--- SOURCE RECORDS ---
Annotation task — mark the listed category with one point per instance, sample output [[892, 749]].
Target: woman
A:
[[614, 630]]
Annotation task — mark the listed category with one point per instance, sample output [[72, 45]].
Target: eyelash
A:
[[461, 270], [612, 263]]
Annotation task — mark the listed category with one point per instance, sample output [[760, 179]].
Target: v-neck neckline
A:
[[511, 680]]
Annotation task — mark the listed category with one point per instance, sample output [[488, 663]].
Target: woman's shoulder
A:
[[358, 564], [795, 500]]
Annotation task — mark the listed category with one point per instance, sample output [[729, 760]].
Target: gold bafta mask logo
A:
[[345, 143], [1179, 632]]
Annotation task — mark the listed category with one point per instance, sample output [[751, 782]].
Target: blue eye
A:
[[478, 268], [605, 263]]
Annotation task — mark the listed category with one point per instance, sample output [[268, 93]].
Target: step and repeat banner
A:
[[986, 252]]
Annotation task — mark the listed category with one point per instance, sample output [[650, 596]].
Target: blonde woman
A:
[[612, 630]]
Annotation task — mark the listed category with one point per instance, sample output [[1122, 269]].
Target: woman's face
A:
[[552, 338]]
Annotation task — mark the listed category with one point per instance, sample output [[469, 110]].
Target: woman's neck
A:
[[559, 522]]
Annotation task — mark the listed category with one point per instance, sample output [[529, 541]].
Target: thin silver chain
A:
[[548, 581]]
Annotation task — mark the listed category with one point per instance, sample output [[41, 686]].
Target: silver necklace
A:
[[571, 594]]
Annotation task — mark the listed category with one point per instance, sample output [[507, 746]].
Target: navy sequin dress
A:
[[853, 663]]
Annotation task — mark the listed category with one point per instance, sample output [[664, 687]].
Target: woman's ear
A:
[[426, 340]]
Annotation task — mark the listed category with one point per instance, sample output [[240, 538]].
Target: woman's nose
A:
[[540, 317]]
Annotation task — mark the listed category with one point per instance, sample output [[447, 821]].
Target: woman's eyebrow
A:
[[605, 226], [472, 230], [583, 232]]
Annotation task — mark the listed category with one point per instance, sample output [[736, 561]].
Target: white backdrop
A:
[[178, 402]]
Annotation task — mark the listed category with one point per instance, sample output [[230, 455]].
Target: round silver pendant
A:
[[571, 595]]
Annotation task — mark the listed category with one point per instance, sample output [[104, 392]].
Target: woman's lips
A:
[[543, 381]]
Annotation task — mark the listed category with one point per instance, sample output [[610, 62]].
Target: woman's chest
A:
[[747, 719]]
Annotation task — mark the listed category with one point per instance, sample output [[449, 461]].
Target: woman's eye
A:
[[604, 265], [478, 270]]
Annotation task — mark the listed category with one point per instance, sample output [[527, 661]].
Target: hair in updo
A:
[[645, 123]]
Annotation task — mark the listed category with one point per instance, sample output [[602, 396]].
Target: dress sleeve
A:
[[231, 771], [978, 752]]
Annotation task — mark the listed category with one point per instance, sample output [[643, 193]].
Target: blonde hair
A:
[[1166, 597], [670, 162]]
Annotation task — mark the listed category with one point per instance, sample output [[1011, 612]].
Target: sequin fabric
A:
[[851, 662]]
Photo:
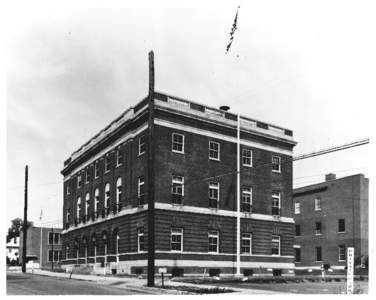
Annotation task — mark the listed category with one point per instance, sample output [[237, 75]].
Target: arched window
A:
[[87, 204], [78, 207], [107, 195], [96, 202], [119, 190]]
---
--- SOURCE RECORDS ---
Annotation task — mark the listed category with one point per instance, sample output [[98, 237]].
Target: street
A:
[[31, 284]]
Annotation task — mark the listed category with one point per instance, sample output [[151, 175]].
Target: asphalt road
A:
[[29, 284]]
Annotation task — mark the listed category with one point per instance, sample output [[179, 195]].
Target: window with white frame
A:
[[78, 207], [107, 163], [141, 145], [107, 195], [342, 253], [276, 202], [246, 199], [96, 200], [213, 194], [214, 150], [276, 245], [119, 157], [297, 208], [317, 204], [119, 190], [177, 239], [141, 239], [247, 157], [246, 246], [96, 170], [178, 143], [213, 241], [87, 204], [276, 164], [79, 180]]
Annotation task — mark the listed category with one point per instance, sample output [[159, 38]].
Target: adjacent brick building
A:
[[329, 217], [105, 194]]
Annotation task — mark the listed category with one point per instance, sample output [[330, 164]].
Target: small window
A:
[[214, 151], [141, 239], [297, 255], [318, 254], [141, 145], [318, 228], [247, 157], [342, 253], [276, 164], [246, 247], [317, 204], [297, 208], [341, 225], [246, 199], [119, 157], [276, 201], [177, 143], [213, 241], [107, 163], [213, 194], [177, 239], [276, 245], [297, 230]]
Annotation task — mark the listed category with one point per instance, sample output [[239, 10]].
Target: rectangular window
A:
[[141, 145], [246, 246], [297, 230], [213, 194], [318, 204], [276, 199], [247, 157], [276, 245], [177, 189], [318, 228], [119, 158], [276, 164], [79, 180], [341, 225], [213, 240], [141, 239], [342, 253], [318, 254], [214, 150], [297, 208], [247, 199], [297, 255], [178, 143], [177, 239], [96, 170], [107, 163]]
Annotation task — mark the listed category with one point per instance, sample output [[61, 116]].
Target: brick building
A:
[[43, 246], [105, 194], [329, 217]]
---
### WHAT IS BEING ASKED:
Copy the material word for word, starting with the line that contains "output [[892, 749]]." and continuing through the line that contains "[[571, 594]]". Include both of those lines.

### TASK ANSWER:
Annotation task — mark the listed category with one point per instance, sample output [[892, 749]].
Target: woman
A:
[[614, 630]]
Annotation task — mark the listed category with one point per instance, sample output [[72, 45]].
Target: eyelash
A:
[[461, 270], [612, 263]]
Annotation task — mark the listed category with one point per instance, sample output [[760, 179]].
Target: v-neck neckline
A:
[[511, 680]]
Annotation task — mark the listed category with one point per instance, sample output [[488, 663]].
Target: woman's shoulder
A:
[[358, 564], [795, 500]]
Annotation task — mark the listed category with one point per instance, sample output [[729, 760]].
Target: gold bafta mask logo
A:
[[345, 143], [1179, 632]]
Annotation task — mark the listed category with one point per instance, sample output [[751, 782]].
Target: blue eye
A:
[[478, 268], [605, 263]]
Annotation task — mark the listed category with one point per instance, sample output [[268, 93]].
Target: step and repeat banner
A:
[[986, 252]]
Annotation task — mark the listed category with one point per instance, sample output [[650, 596]].
Target: blonde woman
A:
[[612, 630]]
Annotation task — mark the listed category with one point per instance, sample output [[1122, 269]].
Target: woman's face
A:
[[552, 338]]
Annotation task — mark the listed category with one point per instance, sample output [[469, 110]].
Target: woman's neck
A:
[[559, 522]]
Annotation task — mark the listed category with one point per instance, sample output [[529, 541]].
Target: thin silver chain
A:
[[548, 581]]
Annotation task — mark the listed category with one point per instance, sample output [[41, 686]].
Target: silver necklace
A:
[[571, 594]]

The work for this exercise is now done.